--- start Given entries ---

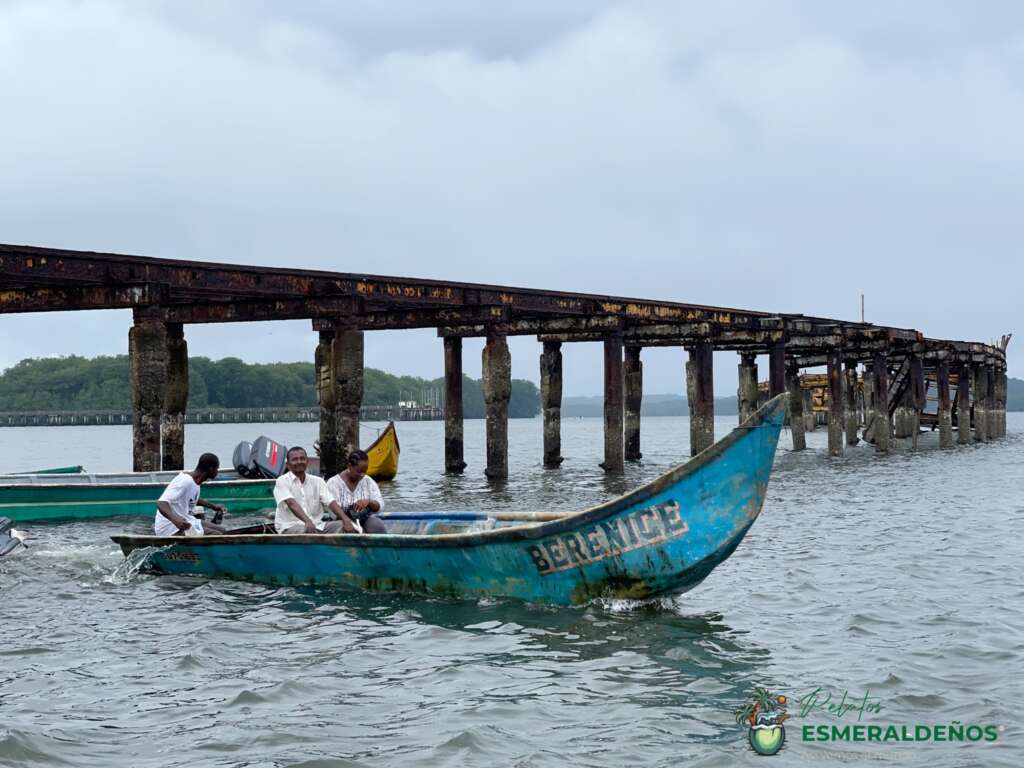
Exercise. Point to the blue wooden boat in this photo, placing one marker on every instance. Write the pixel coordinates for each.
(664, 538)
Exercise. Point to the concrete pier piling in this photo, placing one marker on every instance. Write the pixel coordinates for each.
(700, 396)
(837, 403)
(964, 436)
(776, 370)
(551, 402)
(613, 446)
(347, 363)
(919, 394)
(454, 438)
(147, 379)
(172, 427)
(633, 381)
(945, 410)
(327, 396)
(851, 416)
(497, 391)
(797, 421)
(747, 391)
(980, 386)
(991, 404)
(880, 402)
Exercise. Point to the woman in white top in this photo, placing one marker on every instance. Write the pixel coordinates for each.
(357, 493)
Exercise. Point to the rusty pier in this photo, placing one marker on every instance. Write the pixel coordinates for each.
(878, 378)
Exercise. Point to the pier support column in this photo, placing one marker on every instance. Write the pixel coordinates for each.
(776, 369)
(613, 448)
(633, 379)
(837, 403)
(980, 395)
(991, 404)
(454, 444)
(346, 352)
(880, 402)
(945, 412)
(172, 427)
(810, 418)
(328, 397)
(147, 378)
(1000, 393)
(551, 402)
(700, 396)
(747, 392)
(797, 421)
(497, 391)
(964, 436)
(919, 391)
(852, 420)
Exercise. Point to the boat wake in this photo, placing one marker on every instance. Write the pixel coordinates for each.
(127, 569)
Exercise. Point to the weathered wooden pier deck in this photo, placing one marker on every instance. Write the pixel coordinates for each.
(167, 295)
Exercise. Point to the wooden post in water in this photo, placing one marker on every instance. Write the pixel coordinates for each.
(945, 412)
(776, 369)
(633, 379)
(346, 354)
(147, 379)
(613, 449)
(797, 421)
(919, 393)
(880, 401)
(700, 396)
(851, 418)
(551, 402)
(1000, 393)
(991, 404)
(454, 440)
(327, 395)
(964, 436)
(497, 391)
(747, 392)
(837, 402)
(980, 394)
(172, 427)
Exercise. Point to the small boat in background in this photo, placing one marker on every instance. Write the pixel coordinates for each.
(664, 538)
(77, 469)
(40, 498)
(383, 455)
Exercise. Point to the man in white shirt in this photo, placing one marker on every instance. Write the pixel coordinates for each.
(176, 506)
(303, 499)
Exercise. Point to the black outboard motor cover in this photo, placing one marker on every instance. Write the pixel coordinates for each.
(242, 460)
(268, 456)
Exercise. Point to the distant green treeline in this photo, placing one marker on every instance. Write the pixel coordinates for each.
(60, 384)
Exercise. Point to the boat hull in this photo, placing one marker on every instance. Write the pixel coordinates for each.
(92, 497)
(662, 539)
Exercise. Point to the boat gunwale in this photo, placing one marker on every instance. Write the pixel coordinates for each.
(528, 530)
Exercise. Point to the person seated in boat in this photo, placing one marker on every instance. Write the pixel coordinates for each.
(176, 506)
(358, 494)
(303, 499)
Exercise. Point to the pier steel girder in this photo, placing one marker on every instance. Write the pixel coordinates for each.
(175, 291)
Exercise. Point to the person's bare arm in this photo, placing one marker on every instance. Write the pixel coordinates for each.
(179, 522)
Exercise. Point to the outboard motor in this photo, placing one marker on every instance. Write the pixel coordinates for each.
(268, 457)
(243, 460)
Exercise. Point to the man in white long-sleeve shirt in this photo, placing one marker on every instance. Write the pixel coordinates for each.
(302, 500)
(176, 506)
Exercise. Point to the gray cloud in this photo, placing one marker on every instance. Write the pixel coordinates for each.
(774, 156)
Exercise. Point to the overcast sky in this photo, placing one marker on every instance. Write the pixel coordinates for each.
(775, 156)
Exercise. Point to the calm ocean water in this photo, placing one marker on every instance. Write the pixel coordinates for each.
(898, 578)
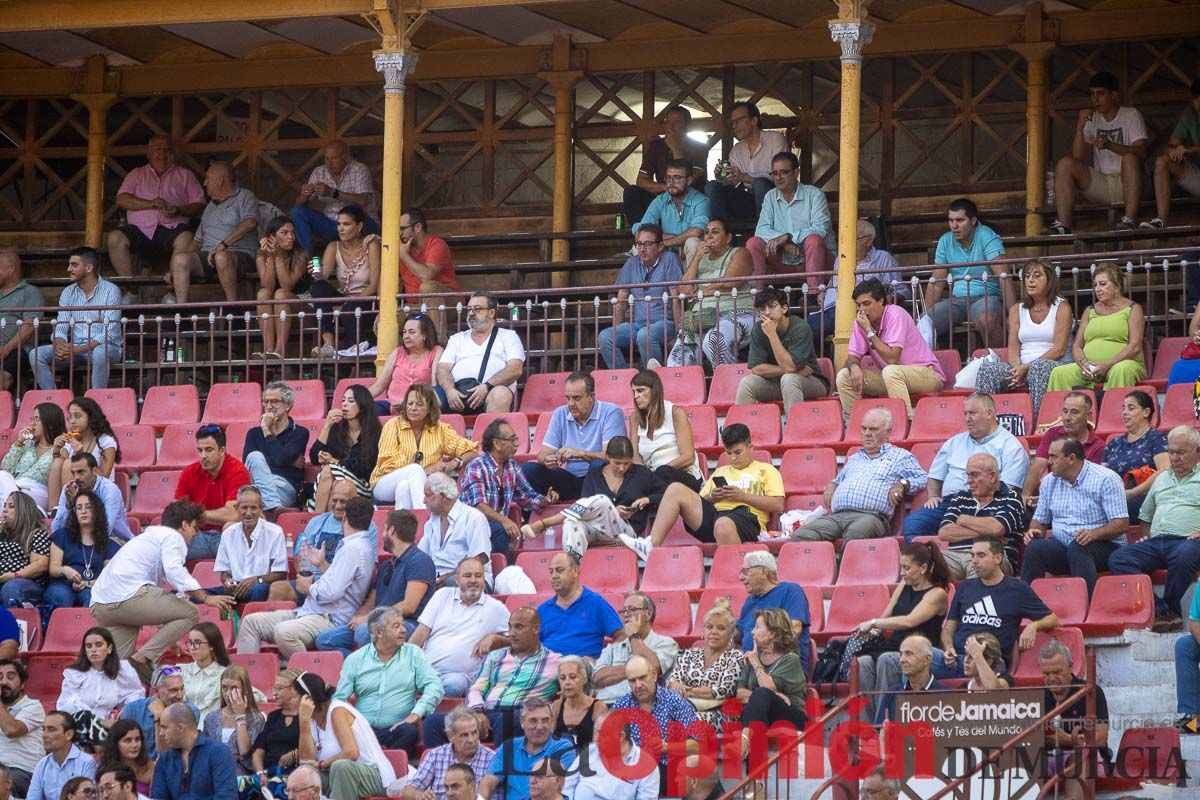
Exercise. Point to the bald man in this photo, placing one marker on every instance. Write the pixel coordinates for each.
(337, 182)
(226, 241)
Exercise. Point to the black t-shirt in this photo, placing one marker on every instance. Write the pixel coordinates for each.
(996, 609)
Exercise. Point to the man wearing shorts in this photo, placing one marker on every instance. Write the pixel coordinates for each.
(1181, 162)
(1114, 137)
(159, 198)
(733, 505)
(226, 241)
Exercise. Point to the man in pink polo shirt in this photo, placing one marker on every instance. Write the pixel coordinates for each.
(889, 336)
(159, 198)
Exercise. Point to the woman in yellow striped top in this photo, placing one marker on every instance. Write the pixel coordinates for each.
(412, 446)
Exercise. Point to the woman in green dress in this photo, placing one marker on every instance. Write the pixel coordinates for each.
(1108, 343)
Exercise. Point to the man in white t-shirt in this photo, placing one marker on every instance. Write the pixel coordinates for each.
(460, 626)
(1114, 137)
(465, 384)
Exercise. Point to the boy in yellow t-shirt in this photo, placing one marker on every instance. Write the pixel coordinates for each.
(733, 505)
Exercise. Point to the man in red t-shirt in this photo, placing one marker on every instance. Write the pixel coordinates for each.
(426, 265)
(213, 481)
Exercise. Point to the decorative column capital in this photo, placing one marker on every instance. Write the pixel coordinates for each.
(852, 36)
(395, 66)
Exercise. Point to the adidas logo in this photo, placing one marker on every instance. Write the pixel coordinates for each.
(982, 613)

--- end Given entries ---

What the exercise asks:
Please output all of the items above again word for word, leaving out the pictures.

Complete answer:
Exercise. Point to the blue wooden boat in this photo, placing one marker on every instance. Write the pixel coordinates for each.
(664, 538)
Exercise. Point to the concrete pier piling in this photo, placing one marker on every instance. Write the pixel coordinates for each.
(700, 396)
(837, 403)
(964, 436)
(776, 370)
(551, 402)
(613, 446)
(347, 363)
(919, 394)
(454, 438)
(147, 379)
(172, 427)
(633, 381)
(945, 410)
(327, 396)
(851, 416)
(497, 391)
(797, 421)
(747, 391)
(980, 386)
(991, 404)
(880, 402)
Exercise. Point to the woman in white top in this photo, placing one marker on every instance. Write the pixel coordinates for each.
(357, 493)
Exercise. Point to the rusty pier in this photo, placing one marker on every instance. Write the pixel coordinates for each.
(878, 378)
Exercise. Point to the pier support column in this photo, placing one marker on every instance. Write the pixel coordinates for each.
(776, 369)
(613, 448)
(633, 379)
(837, 403)
(980, 395)
(991, 404)
(454, 444)
(346, 352)
(880, 402)
(945, 412)
(172, 427)
(810, 418)
(328, 397)
(147, 378)
(1000, 393)
(551, 402)
(700, 396)
(747, 392)
(797, 421)
(497, 391)
(964, 436)
(919, 391)
(852, 420)
Exercise. Point to the boat wake in this photo, placing one marker on every instance. Write the pixel coordinates for each.
(127, 569)
Exercise. Point to the weathered wooden pier deck in this photo, placing one marker on every instance. Write the pixel coordinates for each.
(167, 295)
Exercise. Point to the wooden post in water in this photo, placing one marker on every instance. Write the pixel coordinates for each.
(945, 412)
(776, 369)
(633, 379)
(346, 354)
(147, 379)
(613, 449)
(797, 421)
(919, 393)
(880, 401)
(700, 396)
(851, 418)
(551, 402)
(1000, 393)
(991, 404)
(454, 440)
(327, 395)
(964, 436)
(497, 391)
(747, 392)
(837, 402)
(980, 394)
(172, 427)
Exercise. Point to the small boat in background in this photo, placing one marker on every instance. Write the pixel coordinates for each.
(664, 538)
(77, 469)
(40, 498)
(383, 455)
Exercise. Point to the man in white shirt in this photo, placing one marker on every instance. Write the pixel coordinates for each.
(176, 506)
(303, 499)
Exercise. Point to the black outboard motor cover in this photo, placing one marker on every instance. Write the pixel coordinates for each.
(242, 460)
(268, 456)
Exercise. Point to the distant green treeline in this photo, placing one marker on every instance. Write the pixel coordinates for each.
(60, 384)
Exercise. Point to the boat hull in this photo, placing one marker on every instance. Write the pixel coordinates for each.
(92, 497)
(662, 539)
Exercise. Point to the boat gunwale in this photo, placing one marker on every instance. Write the pixel coordinates for each.
(528, 530)
Exercise. Point to the person seated in boat in this photo, placing one marker on every instance. Write the pixel coordinates for each.
(176, 506)
(358, 494)
(303, 499)
Exercise. Point to the pier steel girder in this photo, placing one marker on every instance. Write the pixel coordinates for each.
(175, 291)
Exercise. Point to the person's bare arm in this photo, placing one marker on every instance. Write the pixel coordinates for each.
(179, 522)
Exercise. Point to the outboard motor in this photo, placing one marker on every instance. Write the pixel coordinates for each.
(268, 457)
(243, 460)
Exercise. Point to the man in white long-sleeve shirt in this photo, placing one marker on every instance. Write the pixel coordinates for each.
(302, 500)
(176, 506)
Exercise. Point to the gray cloud in this photo, placing one marker on every instance. Write the pixel coordinates for each.
(774, 156)
Exercise. Point to the overcast sky in this photo, placing one marker on every instance. Write the pixel coordinates for each.
(775, 156)
Exercise. Point to the calm ocean water in this photo, placing one marker on every instance. Write the pixel coordinates for each.
(898, 578)
Exercise. Point to the bald man in this photo, placing one marker on every instance. Write the pixel coordinates for each.
(337, 182)
(226, 241)
Exercise. Point to the black t-shirt in this photo, placing one marker on every instance. Write the pixel coordinates for each.
(996, 609)
Exercise. Point to the man wearing shorts in this photo, placing one marker on every instance. Write the pixel coordinates for each.
(1181, 162)
(1114, 137)
(159, 198)
(733, 505)
(226, 241)
Exercise. Point to the man in pink polo shirt in this photo, placing one marker on every instance. Write the pixel coordinates for each.
(889, 336)
(159, 198)
Exercise. Point to the woman in yellow striped top in this photo, placing one marker on every instance. Write the pixel coordinates for each.
(412, 446)
Exercise. Point to the woman in green dress in this photo, placing one marker on every instance. Write the pixel coordinates for each.
(1108, 343)
Exercise. Point to the man in white t-shirt in this photo, placing one marker on every instance. Write the pixel coordinates for each.
(460, 626)
(1114, 137)
(465, 384)
Exercise. Point to the boy in yellow t-shirt in this photo, placing one marker on every instance. Write the pixel coordinates for each.
(733, 505)
Exercise. Point to the man in red t-shirt in this photo, placing one marker on every instance. Write the pixel coordinates for each.
(426, 265)
(213, 481)
Exercise. Point to the decorative column capital in this photo, placing one marker on every instance. Write the pixel coordinates for each.
(852, 36)
(395, 66)
Exercise. Point to the adidas logo in this photo, placing one marker on every instance. Write the pixel coordinates for each.
(982, 613)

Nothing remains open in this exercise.